Santo Buttacavoli v. The State of Texas--Appeal from 87th District Court of Freestone County

Annotate this Case

IN THE

TENTH COURT OF APPEALS

 

No. 10-92-261-CR

&

No. 10-92-262-CR

 

SANTO BUTTACAVOLI,

Appellant

v.

 

THE STATE OF TEXAS,

Appellee

 

From the 87th District Court

Freestone County, Texas

Trial Court # 91-141-CR & 91-142-CR

 

O P I N I O N

 

In a single trial, Santo Buttacavoli was convicted by a jury of possession of marihuana ("case one") and cocaine ("case two"). See Tex. Health & Safety Code Ann. 481.121(b)(4), 481.115(b) (Vernon 1992). He was sentenced to ten years imprisonment, probated, in each case. He appeals both convictions on identical points alleging an illegal search, improper peremptory challenges, and charge error. He also complains that the evidence is insufficient to convict him of possession of cocaine.

FACTS

On November 18, 1991, at approximately 2:30 p.m., Department of Public Safety (DPS) Trooper Larry Price and his partner, Trooper Ralph Billings, were patrolling Interstate 45 in Freestone County. Approximately one mile south of Fairfield, a 1981 Buick passed the troopers going north. // Price said that Buttacavoli, the driver of the Buick, did not appear to be wearing a seat belt. After the troopers stopped the vehicle, Buttacavoli met them at the rear of the Buick, and Price told him why he had been stopped. Buttacavoli told the troopers that he had been wearing his seat belt, but that the shoulder strap hurt his neck so he wore it under his left arm. Price walked to the driver's side of the Buick, opened the door, examined the seat belt, and smelled what he believed to be the faint odor of burnt marihuana.

Price asked the passenger, Joey Monteverde, to exit the vehicle. At Price's request, Buttacavoli opened the trunk for a brief moment "about three seconds" then shut it. After shutting the trunk, Buttacavoli advised Price that Monteverde had marihuana in his pocket. A search of Monteverde revealed a small amount of marihuana. Price then searched the interior of the vehicle. In the glove compartment, he found Monteverde's driver's license and a Marlboro cigarette box. Price took the keys, opened the car trunk, and observed two garbage sacks. Price felt the sacks, which were tied shut, and determined from their smell and feel that they contained marihuana. Both Buttacavoli and Monteverde were placed under arrest. An inventory search of the vehicle revealed that the Marlboro cigarette box contained cocaine. A plastic drinking straw found in the vehicle also contained traces of cocaine.
* * *
#### Required work
Can you pick up the appeals court opinion on Santo Buttacavoli's drug convictions above and continue it from its final sentence?

#### Provided data
* * *
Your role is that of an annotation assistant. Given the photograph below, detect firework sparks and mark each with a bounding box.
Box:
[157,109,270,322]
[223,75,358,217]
* * *
#### Written answer
WARRANTLESS SEARCH

In point one of both cases, Buttacavoli complains that the court erred in admitting the marihuana and cocaine into evidence because the drugs were obtained through an illegal, warrantless search. After a hearing, the court overruled Buttacavoli's motion to suppress the evidence.

In a hearing on a motion to suppress, the trial judge is the sole and exclusive trier of fact and judge of the credibility of the witnesses as well as the weight to be given to their testimony. Romero v. State, 800 S.W.2d 539, 543 (Tex. Crim. App. 1990). If the court's resolution of a controverted issue is supported by the record, a reviewing court should not disturb that decision. Muniz v. State, 851 S.W.2d 238, 252 (Tex. Crim. App. 1993).

Circumstances short of probable cause will permit a temporary investigative stop for the purposes of gathering information or to determine whether a crime has been committed. Terry v. Ohio, 392 U.S. 1, 88 S. Ct. 1868, 20 L. Ed. 2d 889 (1968). A routine traffic stop is a temporary investigative stop. Berkemer v. McCarty, 468 U.S. 420, 439, 104 S. Ct. 3138, 3150, 82 L. Ed. 2d 317 (1984). Occupants of the front seat of a passenger car must wear a safety belt when the vehicle is in operation. Tex. Rev. Civ. Stat. Ann. art. 6701d, 107C(b) (Vernon Supp. 1993). A violation of traffic laws is sufficient authority for an officer to stop a vehicle. Armitage v. State, 637 S.W.2d 936, 939 (Tex. Crim. App. 1982).

Buttacavoli argues that Price's entering the vehicle to inspect the seat belt was an illegal, warrantless search. Officer Price said he observed Buttacavoli driving without a safety belt. He was entitled to temporarily detain Buttacavoli to determine whether he was in violation of the law. See id.; Terry, 392 U.S. at 21, 88 S. Ct. at 1880. Once stopped and informed of the charge, Buttacavoli offered the explanation that he had been wearing his seat belt with the shoulder strap under his left arm. Price then opened the driver's door "to observe the seatbelt situation, what the seatbelt looked like." An investigative stop should be "reasonably related in scope to the circumstances which justified the interference in the first place." Terry, 392 U.S. at 20, 88 S. Ct. at 1879. Because Buttacavoli told the officer that he had been wearing a seatbelt under his arm, Price opened the door to observe the seatbelt. We hold that, given Buttacavoli's explanation, Price's opening the vehicle door did not exceed the scope of the investigative stop. See id.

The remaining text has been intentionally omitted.